[Excerpt from a dataset]
════════
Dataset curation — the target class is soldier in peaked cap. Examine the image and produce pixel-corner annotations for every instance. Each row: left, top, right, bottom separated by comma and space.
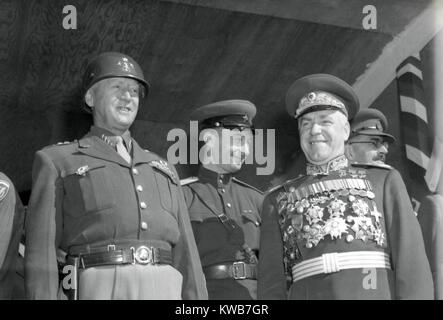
346, 109, 395, 166
258, 74, 433, 299
182, 100, 263, 300
25, 52, 207, 300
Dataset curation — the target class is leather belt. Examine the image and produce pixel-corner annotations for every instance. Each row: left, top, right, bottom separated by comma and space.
203, 261, 257, 280
292, 251, 391, 282
68, 245, 172, 269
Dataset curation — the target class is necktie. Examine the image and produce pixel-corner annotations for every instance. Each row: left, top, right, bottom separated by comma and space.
102, 135, 131, 164
115, 136, 131, 164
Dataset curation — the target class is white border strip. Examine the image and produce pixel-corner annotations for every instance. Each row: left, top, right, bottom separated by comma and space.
400, 95, 428, 123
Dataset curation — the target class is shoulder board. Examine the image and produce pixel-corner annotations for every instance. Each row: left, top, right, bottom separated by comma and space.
54, 140, 76, 146
351, 162, 393, 170
149, 159, 177, 183
0, 180, 9, 201
180, 177, 198, 186
232, 177, 263, 194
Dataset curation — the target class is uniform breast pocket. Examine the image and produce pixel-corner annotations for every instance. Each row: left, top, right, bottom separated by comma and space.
241, 209, 261, 249
154, 172, 178, 216
63, 165, 115, 216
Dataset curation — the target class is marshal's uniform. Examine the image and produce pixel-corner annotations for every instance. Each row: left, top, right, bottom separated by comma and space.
258, 156, 433, 299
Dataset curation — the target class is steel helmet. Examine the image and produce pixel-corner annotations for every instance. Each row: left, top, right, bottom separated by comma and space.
83, 52, 149, 112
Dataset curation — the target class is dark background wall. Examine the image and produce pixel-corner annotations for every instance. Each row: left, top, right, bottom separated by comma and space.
0, 0, 438, 205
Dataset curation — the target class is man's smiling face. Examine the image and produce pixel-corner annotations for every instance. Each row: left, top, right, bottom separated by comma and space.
298, 110, 350, 164
85, 78, 140, 134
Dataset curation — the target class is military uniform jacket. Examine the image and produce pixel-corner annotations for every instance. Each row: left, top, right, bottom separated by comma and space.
25, 127, 207, 299
0, 172, 24, 299
258, 157, 433, 299
183, 167, 263, 299
418, 193, 443, 300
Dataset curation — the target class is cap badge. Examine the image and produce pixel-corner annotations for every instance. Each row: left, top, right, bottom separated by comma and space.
117, 57, 134, 72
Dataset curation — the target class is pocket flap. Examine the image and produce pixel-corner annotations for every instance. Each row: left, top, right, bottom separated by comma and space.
61, 163, 105, 178
241, 209, 261, 227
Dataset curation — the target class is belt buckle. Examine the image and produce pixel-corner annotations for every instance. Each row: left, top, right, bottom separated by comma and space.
232, 261, 246, 280
134, 246, 154, 264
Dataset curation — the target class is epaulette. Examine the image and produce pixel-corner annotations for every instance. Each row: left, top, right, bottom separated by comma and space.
232, 177, 263, 194
149, 159, 178, 184
180, 177, 198, 186
0, 180, 10, 201
53, 140, 77, 146
351, 162, 393, 170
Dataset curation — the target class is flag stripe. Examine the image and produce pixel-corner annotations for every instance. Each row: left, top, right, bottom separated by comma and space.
397, 54, 421, 72
405, 144, 429, 169
400, 96, 428, 124
397, 63, 423, 80
398, 73, 426, 105
400, 112, 432, 157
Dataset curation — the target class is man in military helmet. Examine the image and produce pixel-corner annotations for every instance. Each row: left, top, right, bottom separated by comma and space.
258, 74, 433, 299
25, 52, 207, 299
346, 109, 395, 166
182, 100, 263, 300
0, 172, 25, 300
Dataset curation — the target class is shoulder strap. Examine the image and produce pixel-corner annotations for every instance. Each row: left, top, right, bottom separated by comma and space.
189, 185, 236, 230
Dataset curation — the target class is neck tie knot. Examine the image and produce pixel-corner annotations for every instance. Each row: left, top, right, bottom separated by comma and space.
102, 135, 131, 163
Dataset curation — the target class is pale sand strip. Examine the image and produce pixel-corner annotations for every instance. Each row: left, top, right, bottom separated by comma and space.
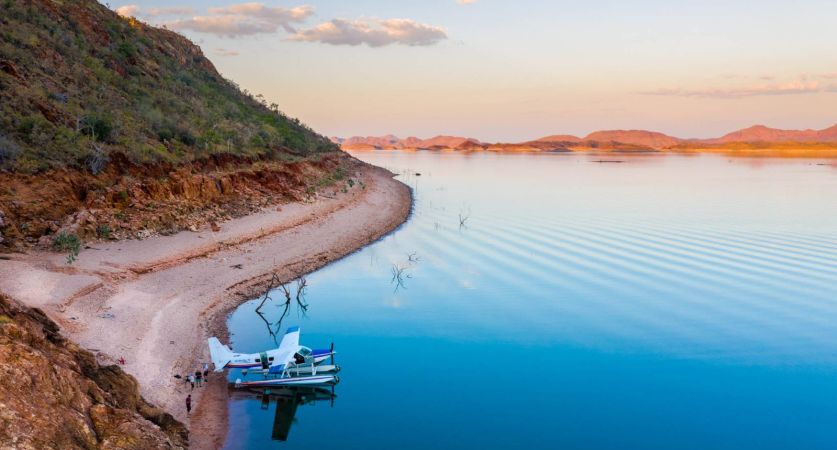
0, 167, 412, 448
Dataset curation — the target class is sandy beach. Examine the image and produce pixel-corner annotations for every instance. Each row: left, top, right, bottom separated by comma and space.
0, 167, 412, 448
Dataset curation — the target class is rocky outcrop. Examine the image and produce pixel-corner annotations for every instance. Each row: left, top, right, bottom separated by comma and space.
0, 296, 188, 449
0, 153, 346, 250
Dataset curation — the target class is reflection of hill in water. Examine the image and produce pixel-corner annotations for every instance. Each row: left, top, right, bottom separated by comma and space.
232, 387, 337, 442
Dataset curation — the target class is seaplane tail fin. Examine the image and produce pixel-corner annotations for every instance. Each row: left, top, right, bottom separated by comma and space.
208, 337, 233, 372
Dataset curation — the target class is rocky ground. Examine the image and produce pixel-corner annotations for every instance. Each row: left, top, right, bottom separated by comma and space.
0, 294, 188, 449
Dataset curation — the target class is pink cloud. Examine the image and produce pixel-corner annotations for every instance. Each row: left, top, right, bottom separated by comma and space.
289, 19, 448, 47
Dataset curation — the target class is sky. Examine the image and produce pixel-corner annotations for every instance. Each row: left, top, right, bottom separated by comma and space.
110, 0, 837, 142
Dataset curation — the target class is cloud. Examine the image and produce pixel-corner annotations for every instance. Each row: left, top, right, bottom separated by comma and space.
116, 5, 139, 17
289, 19, 448, 47
642, 81, 837, 99
165, 3, 314, 37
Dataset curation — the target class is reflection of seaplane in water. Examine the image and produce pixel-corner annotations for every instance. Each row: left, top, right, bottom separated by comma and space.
209, 327, 340, 387
233, 386, 337, 441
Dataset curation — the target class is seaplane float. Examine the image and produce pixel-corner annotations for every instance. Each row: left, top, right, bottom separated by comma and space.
208, 327, 340, 388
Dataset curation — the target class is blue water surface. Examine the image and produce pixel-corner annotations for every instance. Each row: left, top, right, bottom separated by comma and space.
226, 151, 837, 450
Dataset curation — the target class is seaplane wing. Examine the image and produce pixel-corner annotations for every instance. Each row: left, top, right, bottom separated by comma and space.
269, 327, 299, 373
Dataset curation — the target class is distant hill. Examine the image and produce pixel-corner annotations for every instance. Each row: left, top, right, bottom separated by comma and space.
0, 0, 337, 172
708, 125, 837, 143
584, 130, 681, 149
335, 125, 837, 156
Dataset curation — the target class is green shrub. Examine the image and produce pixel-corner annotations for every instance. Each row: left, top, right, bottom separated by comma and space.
81, 115, 113, 142
96, 224, 111, 239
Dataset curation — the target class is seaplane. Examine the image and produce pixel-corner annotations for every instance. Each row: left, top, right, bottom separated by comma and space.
208, 327, 340, 388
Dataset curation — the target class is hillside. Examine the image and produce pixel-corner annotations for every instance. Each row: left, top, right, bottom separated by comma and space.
0, 0, 355, 251
0, 0, 335, 173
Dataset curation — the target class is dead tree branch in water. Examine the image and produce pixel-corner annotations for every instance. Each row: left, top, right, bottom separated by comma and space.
256, 273, 279, 313
390, 264, 412, 292
296, 276, 308, 313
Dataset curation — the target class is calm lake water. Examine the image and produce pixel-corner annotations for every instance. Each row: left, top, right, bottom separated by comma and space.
226, 152, 837, 450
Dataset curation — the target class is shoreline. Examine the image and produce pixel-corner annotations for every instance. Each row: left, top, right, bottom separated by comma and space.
0, 164, 413, 449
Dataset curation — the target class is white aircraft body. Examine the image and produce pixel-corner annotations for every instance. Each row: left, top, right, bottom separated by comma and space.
208, 327, 340, 387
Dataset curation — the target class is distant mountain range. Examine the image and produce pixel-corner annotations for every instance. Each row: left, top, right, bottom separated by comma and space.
331, 125, 837, 152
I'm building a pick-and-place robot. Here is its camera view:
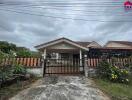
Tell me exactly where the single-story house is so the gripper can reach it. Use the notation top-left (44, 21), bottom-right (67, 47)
top-left (35, 38), bottom-right (132, 75)
top-left (35, 38), bottom-right (101, 59)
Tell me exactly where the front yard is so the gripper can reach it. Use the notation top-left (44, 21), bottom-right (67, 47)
top-left (94, 75), bottom-right (132, 100)
top-left (0, 77), bottom-right (38, 100)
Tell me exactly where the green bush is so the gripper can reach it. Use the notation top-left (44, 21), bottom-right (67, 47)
top-left (98, 61), bottom-right (129, 83)
top-left (0, 66), bottom-right (13, 82)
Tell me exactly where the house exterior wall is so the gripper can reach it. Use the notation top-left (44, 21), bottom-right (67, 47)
top-left (87, 42), bottom-right (101, 47)
top-left (105, 43), bottom-right (132, 48)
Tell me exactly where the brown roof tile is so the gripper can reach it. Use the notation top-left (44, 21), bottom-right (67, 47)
top-left (109, 41), bottom-right (132, 47)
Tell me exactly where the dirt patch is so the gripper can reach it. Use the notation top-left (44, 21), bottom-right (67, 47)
top-left (10, 76), bottom-right (109, 100)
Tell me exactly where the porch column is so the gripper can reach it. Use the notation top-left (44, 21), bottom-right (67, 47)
top-left (43, 48), bottom-right (46, 59)
top-left (80, 49), bottom-right (82, 66)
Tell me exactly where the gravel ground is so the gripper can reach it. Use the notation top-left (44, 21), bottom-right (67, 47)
top-left (10, 76), bottom-right (110, 100)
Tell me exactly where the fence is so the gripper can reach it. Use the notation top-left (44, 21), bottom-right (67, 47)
top-left (86, 58), bottom-right (132, 68)
top-left (0, 58), bottom-right (41, 68)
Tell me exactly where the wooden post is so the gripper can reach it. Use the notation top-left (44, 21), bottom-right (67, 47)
top-left (84, 55), bottom-right (89, 77)
top-left (80, 50), bottom-right (82, 67)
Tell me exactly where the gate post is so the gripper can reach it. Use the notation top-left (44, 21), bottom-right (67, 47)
top-left (42, 59), bottom-right (46, 77)
top-left (84, 55), bottom-right (88, 77)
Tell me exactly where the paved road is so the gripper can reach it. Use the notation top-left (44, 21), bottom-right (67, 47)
top-left (10, 76), bottom-right (110, 100)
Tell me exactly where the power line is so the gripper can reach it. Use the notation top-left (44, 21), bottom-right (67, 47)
top-left (0, 9), bottom-right (132, 22)
top-left (0, 4), bottom-right (127, 13)
top-left (1, 7), bottom-right (132, 16)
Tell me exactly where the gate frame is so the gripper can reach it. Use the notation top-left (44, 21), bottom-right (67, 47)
top-left (42, 58), bottom-right (85, 77)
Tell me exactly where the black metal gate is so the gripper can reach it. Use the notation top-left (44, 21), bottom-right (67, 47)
top-left (44, 59), bottom-right (84, 75)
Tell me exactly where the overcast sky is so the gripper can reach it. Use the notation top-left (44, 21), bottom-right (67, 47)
top-left (0, 0), bottom-right (132, 50)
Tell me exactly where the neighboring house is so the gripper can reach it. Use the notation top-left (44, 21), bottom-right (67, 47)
top-left (35, 38), bottom-right (101, 59)
top-left (104, 41), bottom-right (132, 49)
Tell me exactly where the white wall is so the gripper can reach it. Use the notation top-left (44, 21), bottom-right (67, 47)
top-left (49, 43), bottom-right (76, 49)
top-left (27, 68), bottom-right (43, 77)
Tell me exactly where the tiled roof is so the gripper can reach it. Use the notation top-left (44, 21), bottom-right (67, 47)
top-left (108, 41), bottom-right (132, 47)
top-left (75, 41), bottom-right (91, 47)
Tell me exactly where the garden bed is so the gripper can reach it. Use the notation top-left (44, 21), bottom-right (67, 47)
top-left (0, 77), bottom-right (38, 100)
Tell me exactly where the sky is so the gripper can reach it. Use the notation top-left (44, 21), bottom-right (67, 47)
top-left (0, 0), bottom-right (132, 50)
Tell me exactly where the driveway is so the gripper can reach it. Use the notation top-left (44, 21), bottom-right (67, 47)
top-left (10, 76), bottom-right (110, 100)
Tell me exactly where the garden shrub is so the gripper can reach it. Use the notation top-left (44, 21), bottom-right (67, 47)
top-left (0, 65), bottom-right (13, 83)
top-left (98, 61), bottom-right (129, 83)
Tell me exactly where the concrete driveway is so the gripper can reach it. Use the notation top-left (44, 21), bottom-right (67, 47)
top-left (10, 76), bottom-right (110, 100)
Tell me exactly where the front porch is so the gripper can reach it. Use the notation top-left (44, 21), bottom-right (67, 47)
top-left (35, 39), bottom-right (88, 74)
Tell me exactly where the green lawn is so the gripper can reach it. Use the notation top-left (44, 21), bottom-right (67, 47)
top-left (94, 75), bottom-right (132, 100)
top-left (0, 77), bottom-right (39, 100)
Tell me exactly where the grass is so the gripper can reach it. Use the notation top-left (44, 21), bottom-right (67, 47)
top-left (94, 75), bottom-right (132, 100)
top-left (0, 77), bottom-right (38, 100)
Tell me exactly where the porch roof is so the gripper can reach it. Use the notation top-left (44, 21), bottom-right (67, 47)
top-left (35, 38), bottom-right (89, 51)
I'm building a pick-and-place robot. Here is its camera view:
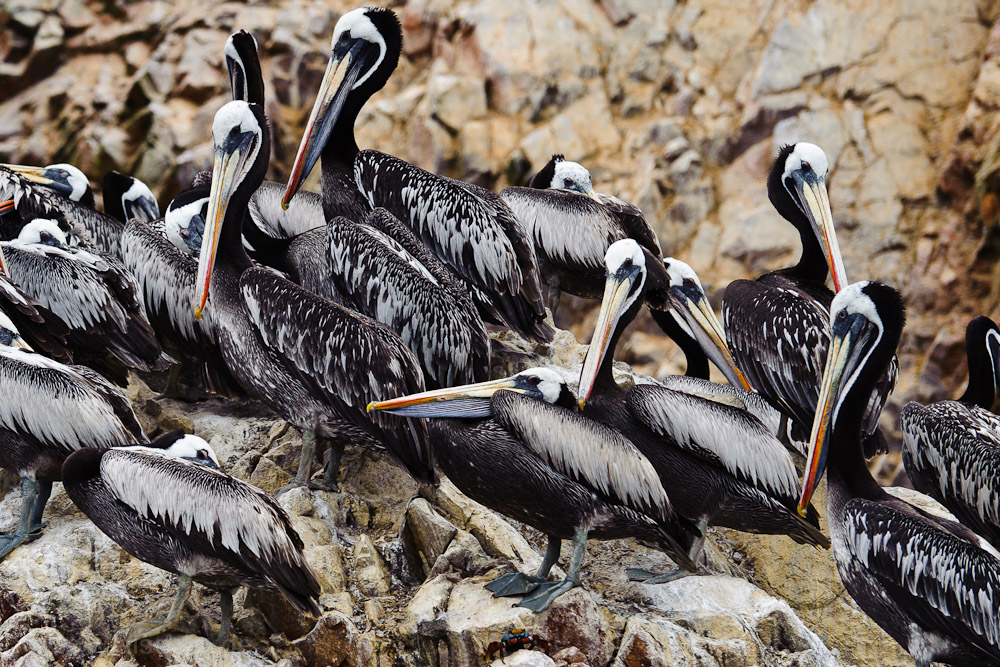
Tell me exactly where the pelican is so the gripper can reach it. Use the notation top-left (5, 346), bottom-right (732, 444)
════════
## Goal
Swap "steel helmet" for "metal helmet" in everything from the line containing "Dataset curation — the target class is uniform" down to the line containing "0, 0, 438, 205" in the records above. Give back only those lines, with nothing else changed.

## Answer to the problem
Dataset curation — the target class is uniform breast pocket. Examine the image and produce pixel-corner annotations for every instance. Each row: left, top, right, bottom separated by comma and space.
241, 209, 261, 249
154, 172, 178, 216
63, 165, 115, 216
Dataset curation — the target class is marshal's uniform. Examine the image and produce pixel-corner annotations for every instance. Each row: left, top, right, bottom separated by comma and space.
258, 156, 433, 299
Dataset curation — the target class is metal helmet. Examine the image and produce pixel-corner annotations for every instance. Each row: left, top, right, bottom separated by comma and space.
83, 52, 149, 112
Dataset curation — the target class is dark background wall. Examine the image and produce pixel-corner annotations for every instance. Each row: left, top, right, bottom separated by comma and space.
0, 0, 438, 205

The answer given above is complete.